## Page extract
[BEGIN]
The FEM-simulated pull-in time of the switch as discussed in reference 21 is given under the second column of Table 2. There is a slight variation between the FEM-simulated and measured pull-in times. Further, Eq. 13 is also used for calculating the pull-in time of the same switching structure. In this case, a large mismatch exists between the calculated and measured values. This variation is reduced substantially with the expression derived in the presented work as given under column four of Table 2. This clearly shows that derived expression's pull-in time match the measured pull-in time more accurately than the expression given in reference [12,13,14]. Furthermore, Table 3 compares the release time of the same switching structure. Under release time table, columns 2 and 3 represent the FEM-simulated release time and measured release time, as discussed in reference [21]. The measured result of release time deviates more from the result obtained from Eq. (17). Furthermore, the release time as calculated from Eq. (21) of this work matches closely with the measured result.
[END]
Lines from a point labeling set:
[BEGIN]
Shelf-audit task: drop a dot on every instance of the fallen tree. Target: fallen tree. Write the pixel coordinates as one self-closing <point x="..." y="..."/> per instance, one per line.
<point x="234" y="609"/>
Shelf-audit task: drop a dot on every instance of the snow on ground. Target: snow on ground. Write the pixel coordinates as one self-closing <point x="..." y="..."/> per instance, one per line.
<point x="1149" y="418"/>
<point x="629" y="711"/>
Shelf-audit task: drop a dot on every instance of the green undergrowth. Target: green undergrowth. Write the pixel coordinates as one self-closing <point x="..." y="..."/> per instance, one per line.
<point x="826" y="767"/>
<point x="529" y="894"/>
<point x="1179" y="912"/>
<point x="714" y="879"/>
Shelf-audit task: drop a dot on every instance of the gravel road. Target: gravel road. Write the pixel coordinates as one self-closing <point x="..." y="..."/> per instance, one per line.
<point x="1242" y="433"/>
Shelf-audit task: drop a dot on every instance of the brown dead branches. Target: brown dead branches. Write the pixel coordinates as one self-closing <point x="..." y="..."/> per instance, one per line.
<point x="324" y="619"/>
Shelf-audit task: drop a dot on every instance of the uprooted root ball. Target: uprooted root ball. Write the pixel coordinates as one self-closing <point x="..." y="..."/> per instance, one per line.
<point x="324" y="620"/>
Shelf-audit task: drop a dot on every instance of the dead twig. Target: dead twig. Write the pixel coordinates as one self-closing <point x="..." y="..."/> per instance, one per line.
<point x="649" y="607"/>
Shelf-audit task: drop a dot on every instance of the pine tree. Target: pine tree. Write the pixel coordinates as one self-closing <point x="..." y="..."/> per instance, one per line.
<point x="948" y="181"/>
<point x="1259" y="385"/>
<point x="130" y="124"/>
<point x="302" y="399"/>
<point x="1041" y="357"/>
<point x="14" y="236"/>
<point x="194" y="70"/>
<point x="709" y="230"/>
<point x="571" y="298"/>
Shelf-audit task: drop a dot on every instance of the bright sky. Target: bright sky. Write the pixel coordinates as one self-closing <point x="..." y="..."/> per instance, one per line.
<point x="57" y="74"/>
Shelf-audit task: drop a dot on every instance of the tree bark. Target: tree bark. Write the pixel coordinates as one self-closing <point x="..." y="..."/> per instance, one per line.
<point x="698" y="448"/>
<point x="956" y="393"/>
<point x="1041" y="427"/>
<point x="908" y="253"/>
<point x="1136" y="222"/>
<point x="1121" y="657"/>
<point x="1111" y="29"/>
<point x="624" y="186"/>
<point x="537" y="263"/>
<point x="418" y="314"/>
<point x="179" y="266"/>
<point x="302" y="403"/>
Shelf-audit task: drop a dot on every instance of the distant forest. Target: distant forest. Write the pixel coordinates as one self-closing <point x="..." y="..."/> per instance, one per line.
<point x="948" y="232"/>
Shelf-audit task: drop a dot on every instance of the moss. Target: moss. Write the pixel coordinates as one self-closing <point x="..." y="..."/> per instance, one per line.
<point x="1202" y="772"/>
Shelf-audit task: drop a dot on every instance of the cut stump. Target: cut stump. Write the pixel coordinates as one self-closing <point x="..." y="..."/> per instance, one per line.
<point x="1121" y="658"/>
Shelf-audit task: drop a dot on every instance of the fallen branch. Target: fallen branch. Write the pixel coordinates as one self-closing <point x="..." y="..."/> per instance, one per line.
[END]
## What you will do
#1 Summarize the passage on switch pull-in and release times in two sentences.
#2 Go on with the passage on switch pull-in and release times, starting after its final sentence.
These lines are separate material with no connection to the passage on switch pull-in and release times.

## Solved tasks
#1 For pull-in time, FEM simulation comes close to the measured values and Eq. 13 differs greatly from them, while the expression derived in the presented work matches the measurements more accurately. For release time, the result from Eq. (17) deviates more from the measured value, whereas Eq. (21) of this work matches it closely.

#2
5 Conclusion

Improved expressions for pull-in and release times have been presented for MEMS technology-based electrostatic actuators under the squeeze film damping effect. The derived expressions’ results are in close agreement compared to the existing expressions for the calculation of switch pull-in and release time as verified through a case study. The derived expressions are useful for all the MEMS technology-based devices that are based on electrostatic actuation. Thus, in the future, the researcher might use these derived expressions for obtaining the switching time results, which would closely match the simulated and measured values. Furthermore, in future work, the author will also try to explore other ways for improving the accuracy of switching time expressions.